§ What is being asked:
Within the data below, find the string "trees" and return each line where it occurs.

§ Data listing:

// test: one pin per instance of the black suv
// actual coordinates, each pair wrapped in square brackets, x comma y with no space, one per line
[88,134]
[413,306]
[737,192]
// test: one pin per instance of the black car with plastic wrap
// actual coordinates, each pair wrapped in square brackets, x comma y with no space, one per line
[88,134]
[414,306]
==
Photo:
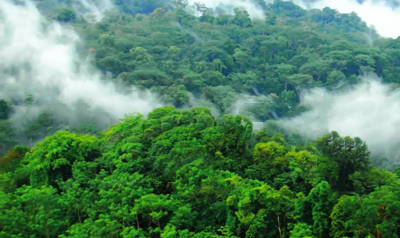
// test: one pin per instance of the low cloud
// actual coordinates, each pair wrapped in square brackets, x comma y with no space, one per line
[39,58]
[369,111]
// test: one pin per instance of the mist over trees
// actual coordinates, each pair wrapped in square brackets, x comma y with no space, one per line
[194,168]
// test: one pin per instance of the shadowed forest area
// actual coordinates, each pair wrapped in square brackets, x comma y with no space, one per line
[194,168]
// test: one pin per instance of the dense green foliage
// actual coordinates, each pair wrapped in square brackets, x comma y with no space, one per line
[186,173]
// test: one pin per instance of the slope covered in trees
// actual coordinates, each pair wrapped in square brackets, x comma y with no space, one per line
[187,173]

§ Task solution:
// test: one pin per instance of the mist over trees
// test: one pin per instance of the slope covered in trees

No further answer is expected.